_What the exercise asks_. Please carry on the article about veterans at the 2005 inaugural ball, picking up after its last sentence.

_Passage for review_.

Veterans Appreciate President's Thanks
By Sgt. 1st Class Doug Sample, USA
American Forces Press Service
WASHINGTON, Jan. 21, 2005 President Bush's message of thanks was a pat on the back for the hundreds of veterans, both young and old, who packed the Capital Hilton here Jan. 20 for the American Legion's "Salute to Heroes" inaugural ball.
Frederick Taylor, Jr., and his wife, Patty, traveled from New
Port Richey, Fla., to attend the Commander in Chief's Ball in Washington, Jan.
20, part of the 2005 Inauguration Day festivities. Photo by Sgt 1st Class Doug
(Click photo for screen-resolution image);high-resolution image available.
The American Legion, the Military Order of the Purple Heart and the Paralyzed Veterans of America were among several veterans service organizations that co- sponsored the event.
Frederick Taylor Jr., who served with the 1st Air Cavalry Division in Vietnam and received three Purple Hearts, came from Florida to attend the ball. A past national commander of the Military Order of Purple Heart, he said that the "Saluting Our Heroes" theme shows that the "sacrifices that servicemen and women have made have really paid dividends, and it's a great honor to be here."

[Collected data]
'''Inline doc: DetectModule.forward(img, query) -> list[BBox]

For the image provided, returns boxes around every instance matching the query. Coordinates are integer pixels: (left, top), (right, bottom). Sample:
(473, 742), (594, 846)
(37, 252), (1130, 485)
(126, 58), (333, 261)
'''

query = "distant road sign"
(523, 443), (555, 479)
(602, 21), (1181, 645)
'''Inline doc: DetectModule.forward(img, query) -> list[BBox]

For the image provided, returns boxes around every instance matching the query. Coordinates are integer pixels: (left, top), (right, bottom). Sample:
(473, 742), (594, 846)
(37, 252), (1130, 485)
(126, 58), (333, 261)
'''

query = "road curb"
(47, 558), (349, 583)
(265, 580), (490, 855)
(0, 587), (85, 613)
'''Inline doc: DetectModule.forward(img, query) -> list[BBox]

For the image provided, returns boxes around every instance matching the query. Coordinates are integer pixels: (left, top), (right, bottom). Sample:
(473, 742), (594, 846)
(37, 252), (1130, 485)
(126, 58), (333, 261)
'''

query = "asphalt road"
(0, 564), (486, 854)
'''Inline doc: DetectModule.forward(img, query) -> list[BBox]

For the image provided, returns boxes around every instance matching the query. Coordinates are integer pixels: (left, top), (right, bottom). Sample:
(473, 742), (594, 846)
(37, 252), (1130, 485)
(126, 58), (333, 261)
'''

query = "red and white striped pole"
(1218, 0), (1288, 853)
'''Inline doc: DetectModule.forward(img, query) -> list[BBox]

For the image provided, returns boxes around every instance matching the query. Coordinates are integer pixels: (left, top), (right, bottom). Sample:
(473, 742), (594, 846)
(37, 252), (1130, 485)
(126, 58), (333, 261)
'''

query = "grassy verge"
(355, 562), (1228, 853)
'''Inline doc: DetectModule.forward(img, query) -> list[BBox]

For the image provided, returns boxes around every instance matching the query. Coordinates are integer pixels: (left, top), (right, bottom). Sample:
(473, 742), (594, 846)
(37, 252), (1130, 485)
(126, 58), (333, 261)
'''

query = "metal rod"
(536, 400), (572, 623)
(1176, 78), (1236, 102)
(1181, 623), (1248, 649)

_Response to the exercise_.
Ken Weas, one of several paralyzed veterans in attendance, traveled from Phoenix. He said the president's words on Inauguration Day were "very encouraging."
"He shows that our veterans are still loved and still needed," Weas explained. "I support the decisions that he'd made and the decisions he'll be making in the future of this country. He's supporting our military 100 percent and getting them what they need."
Jim Blaylock, a Marine Corps medical evacuation pilot who lost his right hand during combat in Vietnam, has met the president before. He attended the president's last inaugural. "Another occasion is always a grand occasion," he said. However, Blaylock, who works with the Department of Veterans Affairs and the Military Order of the Purple Heart Service Foundation, called this latest inaugural a "real privilege" because "it's a part of history."
Among those cheering the loudest for the president when he appeared at the ball were two wounded Iraq war veterans, both of whom are recuperating at Walter Reed Army Medical Center here.
Army Staff Sgt. Christopher Bain was with the 611th Quartermaster Company, a reserve unit out of Baltimore, when he was wounded by mortar fire.
"I think the president's words were right on," he said. "He's the commander in chief, and he leads by example. I'd follow him any time. He's my commander in chief, and I've got much respect for him."
Army Spc. Colton Akin, a medic serving with a forward support battalion of the 1st Infantry Division, reached down and pulled up his right pant leg, proudly showing off his wound -- a large piece of flesh is missing from right calf, also the result of a mortar attack.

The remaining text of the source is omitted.